* [PROVIDED INFORMATION]:
# # # # #

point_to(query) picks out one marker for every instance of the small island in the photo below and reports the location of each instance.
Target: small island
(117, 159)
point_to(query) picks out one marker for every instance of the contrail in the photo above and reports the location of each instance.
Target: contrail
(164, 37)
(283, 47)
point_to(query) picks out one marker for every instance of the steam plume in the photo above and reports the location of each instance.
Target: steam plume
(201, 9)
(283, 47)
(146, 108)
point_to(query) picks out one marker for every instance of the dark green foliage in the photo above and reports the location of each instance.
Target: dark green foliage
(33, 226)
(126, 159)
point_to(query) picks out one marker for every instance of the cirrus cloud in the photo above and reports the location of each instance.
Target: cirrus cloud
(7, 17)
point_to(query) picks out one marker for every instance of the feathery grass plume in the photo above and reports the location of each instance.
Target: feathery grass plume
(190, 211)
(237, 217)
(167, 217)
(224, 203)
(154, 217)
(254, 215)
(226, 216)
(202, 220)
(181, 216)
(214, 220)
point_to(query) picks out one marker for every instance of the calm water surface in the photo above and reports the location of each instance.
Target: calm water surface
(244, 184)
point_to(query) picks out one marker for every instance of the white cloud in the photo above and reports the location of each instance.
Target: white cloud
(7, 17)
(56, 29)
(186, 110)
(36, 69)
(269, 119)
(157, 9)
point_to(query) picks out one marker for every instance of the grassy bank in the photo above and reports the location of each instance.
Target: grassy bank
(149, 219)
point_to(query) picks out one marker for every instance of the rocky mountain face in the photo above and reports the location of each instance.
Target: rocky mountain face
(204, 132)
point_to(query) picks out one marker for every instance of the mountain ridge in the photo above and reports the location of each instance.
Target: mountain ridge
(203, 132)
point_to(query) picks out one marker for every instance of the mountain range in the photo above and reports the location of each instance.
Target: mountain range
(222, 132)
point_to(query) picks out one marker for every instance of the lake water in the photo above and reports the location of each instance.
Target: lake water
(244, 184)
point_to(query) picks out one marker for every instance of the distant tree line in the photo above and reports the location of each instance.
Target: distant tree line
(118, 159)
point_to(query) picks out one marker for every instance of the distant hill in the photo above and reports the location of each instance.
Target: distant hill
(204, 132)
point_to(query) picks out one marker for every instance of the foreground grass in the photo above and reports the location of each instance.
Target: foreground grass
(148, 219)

# # # # #

* [WHAT THE TASK REQUIRES]:
Give back all of the data above without any alteration.

* [REPLY TO THE EXERCISE]:
point_to(query) picks out one marker for every instance of the small island in the photo below and reports the location of each instance.
Target: small island
(117, 159)
point_to(query) picks out one marker for every instance of the contrail in the photo above and reports the location of each instance.
Target: contrail
(164, 37)
(283, 47)
point_to(query) picks out one marker for every instance of the steam plume in the photo above and reports the location of each instance.
Target: steam plume
(201, 9)
(283, 47)
(146, 108)
point_to(query) picks out one marker for every instance of the dark green foliage in the photo above and reports the location of each instance.
Target: dark green foliage
(33, 226)
(126, 159)
point_to(query) picks out one marker for every instance of the cirrus cloud in the photo above and reports the location of each instance.
Target: cirrus cloud
(7, 17)
point_to(query) picks out one marker for every instance of the feathery grass plume in the photo above and reports the location of each instance.
Target: feathery grass plume
(190, 211)
(237, 217)
(167, 217)
(224, 203)
(154, 217)
(254, 215)
(226, 216)
(202, 220)
(181, 216)
(214, 220)
point_to(query) picks out one marker for every instance of the calm water surface in the photo above and reports the location of each instance.
Target: calm water surface
(244, 184)
point_to(query) picks out one marker for every instance of the white cloud in the photo above and reports the location of each instance.
Target: white cloud
(7, 17)
(56, 29)
(186, 110)
(36, 69)
(269, 119)
(157, 9)
point_to(query) picks out one marker for every instance of the grassy bank in the photo above and reports the location of each instance.
Target: grassy bank
(149, 219)
point_to(query) picks out one marker for every instance of the rocky mountain face in the photo above and reports the location of each instance.
Target: rocky mountain face
(204, 132)
point_to(query) picks out one marker for every instance of the mountain ridge in the photo above and reports the location of each instance.
Target: mountain ridge
(203, 132)
point_to(query) picks out one marker for every instance of the mountain range in the photo above and reports the location of each instance.
Target: mountain range
(222, 132)
point_to(query) picks out one marker for every instance of the lake water in the photo above and reports the location of each instance.
Target: lake water
(244, 184)
point_to(query) picks out one marker for every instance of the distant tree line in the photo above and reports the location of each instance.
Target: distant tree line
(118, 159)
point_to(query) picks out one marker for every instance of the distant hill in the photo above and reports the location of each instance.
Target: distant hill
(204, 132)
point_to(query) picks out one marker for every instance of the foreground grass in the photo above and reports the location of each instance.
Target: foreground grass
(148, 219)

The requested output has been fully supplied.